- _TEXT SECTION_:
-=-=-=-=-

See it on the Rust Playground

use core::cell::UnsafeCell;
use zerocopy::AsBytes;

// INVARIANT: A pointer to `Self` is never created with `SharedReadWrite`
// permissions.
#[repr(transparent)]
pub struct ReadOnly<T>(T);

impl<T> ReadOnly<T> {
    fn new(t: T) -> ReadOnly<T> {
        ReadOnly(t)
    }
}

impl<T> ReadOnly<T> {
    fn from_mut<'a>(t: &'a mut T) -> &'a mut ReadOnly<T> {
        let t_ptr: *mut T = t;
        // INVARIANT: Because `t: &mut T`, `t_ptr` has `Unique` permissions, not
        // `SharedReadWrite` permissions. This is true even if `T` contains
        // `UnsafeCell`s.
        unsafe { &mut *t_ptr.cast::<ReadOnly<T>>() }
    }
}

impl<T: AsBytes> ReadOnly<UnsafeCell<T>> {
    fn as_bytes(&self) -> &[u8] {
        let len = size_of_val(self);
        let slf: *const Self = self;
        // SAFETY: Since, by invariant, a pointer to `Self` is never constructed
        // with `SharedReadWrite` permissions, we know that `self` must only
        // have `Shared` permissions. Thus, this operation does not invalidly
        // re-tag the pointer's permissions.
        //
        // Since `T: AsBytes` and since `UnsafeCell<T>` has the same bit
        // validity as `T`, none of the bytes of `*self` are uninitialized.

-=-=-=-=-

- _DATASET EXCERPTS_:
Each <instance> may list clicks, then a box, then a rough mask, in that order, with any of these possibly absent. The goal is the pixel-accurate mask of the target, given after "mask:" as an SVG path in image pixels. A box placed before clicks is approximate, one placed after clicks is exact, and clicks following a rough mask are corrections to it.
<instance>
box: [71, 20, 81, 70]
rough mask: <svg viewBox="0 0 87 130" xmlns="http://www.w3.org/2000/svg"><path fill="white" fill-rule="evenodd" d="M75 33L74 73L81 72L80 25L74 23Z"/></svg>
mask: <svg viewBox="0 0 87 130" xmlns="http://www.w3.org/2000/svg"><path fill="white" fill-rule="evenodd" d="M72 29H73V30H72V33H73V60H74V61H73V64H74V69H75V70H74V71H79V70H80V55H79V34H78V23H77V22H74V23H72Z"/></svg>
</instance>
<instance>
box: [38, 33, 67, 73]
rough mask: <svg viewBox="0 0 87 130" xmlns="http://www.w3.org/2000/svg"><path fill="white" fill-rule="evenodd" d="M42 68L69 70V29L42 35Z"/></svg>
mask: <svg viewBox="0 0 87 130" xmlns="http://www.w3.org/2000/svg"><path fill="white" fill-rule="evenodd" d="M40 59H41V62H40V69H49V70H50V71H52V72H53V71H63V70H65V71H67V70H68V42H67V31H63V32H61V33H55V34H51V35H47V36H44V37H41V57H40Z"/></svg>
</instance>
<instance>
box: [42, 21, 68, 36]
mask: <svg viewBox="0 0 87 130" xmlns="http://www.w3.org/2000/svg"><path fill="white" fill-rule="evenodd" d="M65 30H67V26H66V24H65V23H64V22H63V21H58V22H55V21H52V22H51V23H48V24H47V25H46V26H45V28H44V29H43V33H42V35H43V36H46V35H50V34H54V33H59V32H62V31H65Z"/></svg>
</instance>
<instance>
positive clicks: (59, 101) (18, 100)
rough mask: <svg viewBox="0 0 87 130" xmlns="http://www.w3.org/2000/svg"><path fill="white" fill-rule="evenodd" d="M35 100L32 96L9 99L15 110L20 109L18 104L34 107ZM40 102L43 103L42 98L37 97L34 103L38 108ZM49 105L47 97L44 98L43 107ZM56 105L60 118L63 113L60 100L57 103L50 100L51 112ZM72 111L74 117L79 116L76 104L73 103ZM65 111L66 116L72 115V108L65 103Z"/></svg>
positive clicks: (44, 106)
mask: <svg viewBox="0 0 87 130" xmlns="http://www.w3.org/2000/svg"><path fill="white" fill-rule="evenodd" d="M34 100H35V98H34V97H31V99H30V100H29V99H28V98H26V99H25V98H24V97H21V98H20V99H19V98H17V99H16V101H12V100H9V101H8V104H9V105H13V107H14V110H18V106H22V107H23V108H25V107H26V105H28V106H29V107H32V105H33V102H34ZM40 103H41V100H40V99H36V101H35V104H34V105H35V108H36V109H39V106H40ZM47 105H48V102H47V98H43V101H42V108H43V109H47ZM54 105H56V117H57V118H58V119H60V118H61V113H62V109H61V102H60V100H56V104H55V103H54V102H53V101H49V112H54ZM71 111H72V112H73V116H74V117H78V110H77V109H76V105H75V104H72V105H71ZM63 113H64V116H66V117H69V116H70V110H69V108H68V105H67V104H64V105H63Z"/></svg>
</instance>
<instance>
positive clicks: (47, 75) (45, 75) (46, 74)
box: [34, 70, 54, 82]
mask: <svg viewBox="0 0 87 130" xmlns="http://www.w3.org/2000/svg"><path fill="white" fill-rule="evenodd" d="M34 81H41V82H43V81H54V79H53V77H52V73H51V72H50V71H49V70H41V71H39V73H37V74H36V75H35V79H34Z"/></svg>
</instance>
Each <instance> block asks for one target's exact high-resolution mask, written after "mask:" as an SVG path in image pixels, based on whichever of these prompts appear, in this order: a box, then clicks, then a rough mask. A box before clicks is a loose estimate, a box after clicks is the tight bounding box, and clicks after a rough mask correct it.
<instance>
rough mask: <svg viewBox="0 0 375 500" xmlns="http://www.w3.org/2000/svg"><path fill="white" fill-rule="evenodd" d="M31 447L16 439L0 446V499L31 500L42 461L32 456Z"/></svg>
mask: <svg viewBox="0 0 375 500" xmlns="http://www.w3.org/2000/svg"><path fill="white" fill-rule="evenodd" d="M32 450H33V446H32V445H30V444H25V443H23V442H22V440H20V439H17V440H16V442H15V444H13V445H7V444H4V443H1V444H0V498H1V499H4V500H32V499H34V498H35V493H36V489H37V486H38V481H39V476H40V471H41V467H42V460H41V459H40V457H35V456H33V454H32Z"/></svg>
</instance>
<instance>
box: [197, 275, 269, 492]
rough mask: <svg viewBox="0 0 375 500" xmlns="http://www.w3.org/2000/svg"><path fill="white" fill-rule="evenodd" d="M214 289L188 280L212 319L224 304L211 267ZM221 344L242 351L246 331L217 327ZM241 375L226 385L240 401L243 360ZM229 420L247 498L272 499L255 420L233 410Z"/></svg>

-=-=-=-=-

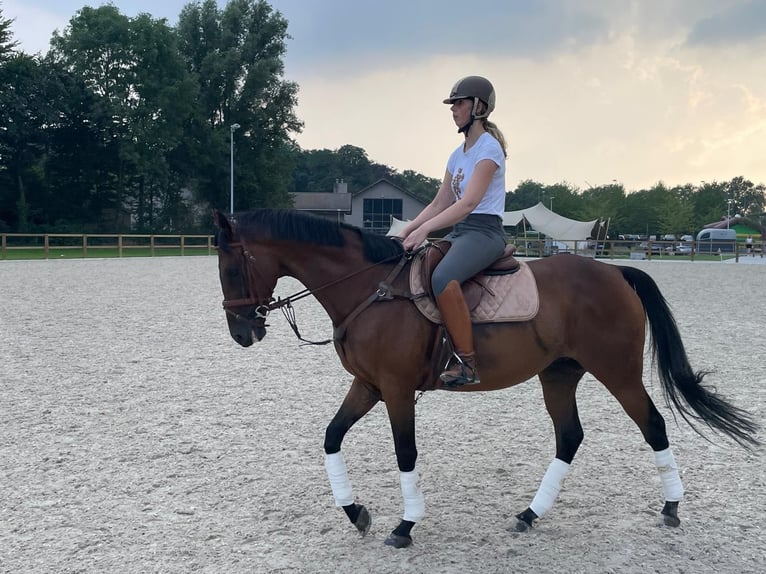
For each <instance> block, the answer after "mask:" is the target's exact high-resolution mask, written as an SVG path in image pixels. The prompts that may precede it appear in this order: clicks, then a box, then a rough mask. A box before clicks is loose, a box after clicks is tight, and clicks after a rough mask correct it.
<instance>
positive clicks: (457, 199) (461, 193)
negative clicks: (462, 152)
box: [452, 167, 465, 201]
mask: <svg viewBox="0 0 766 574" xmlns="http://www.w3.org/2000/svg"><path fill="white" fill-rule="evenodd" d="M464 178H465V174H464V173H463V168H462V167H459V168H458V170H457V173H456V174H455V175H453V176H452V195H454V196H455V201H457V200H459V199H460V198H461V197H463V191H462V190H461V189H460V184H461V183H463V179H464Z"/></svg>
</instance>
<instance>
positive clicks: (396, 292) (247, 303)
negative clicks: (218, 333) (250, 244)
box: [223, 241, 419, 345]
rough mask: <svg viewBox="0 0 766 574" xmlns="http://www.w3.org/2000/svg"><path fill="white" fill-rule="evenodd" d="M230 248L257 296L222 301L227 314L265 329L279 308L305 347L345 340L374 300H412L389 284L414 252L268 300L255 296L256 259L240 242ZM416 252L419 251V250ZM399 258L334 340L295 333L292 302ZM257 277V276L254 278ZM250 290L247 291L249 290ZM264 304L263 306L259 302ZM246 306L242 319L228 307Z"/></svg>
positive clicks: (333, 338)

-=-=-=-=-

- _EXERCISE SET_:
1/ Answer these questions about the ReadOnly Rust code, one answer per line:
(a) Which `repr` attribute is applied to the struct `ReadOnly<T>`?
(b) According to the comment inside `from_mut`, what permissions does `t_ptr` have?
(c) What trait bound on `T` does the `impl` block containing `as_bytes` require?
2/ List every function defined in the ReadOnly Rust code.
3/ Continue the ReadOnly Rust code from where it ends.

- _TASK RESULTS_:
1/
(a) `#[repr(transparent)]`
(b) `Unique` permissions, not `SharedReadWrite` permissions
(c) `T: AsBytes`

2/ `new`, `from_mut`, `as_bytes`

3/
        unsafe { core::slice::from_raw_parts(slf.cast::<u8>(), len) }
    }
}

fn main() {
    // By value
    let ro = ReadOnly::new(UnsafeCell::new(0u8));
    println!("{:?}", ro.as_bytes());

    // By reference
    let mut val = UnsafeCell::new(0u8);
    let ro = ReadOnly::from_mut(&mut val);
    println!("{:?}", ro.as_bytes());
}

The key idea is that, while Stacked Borrows can't be used to disable UnsafeCells if you've started out with a &UnsafeCell, which has SharedReadWrite permissions (see rust-lang/unsafe-code-guidelines#303), it's still sound so long as you never create a pointer with SharedReadWrite permissions in the first place. You can do that by only constructing a ReadOnly by value or by &mut.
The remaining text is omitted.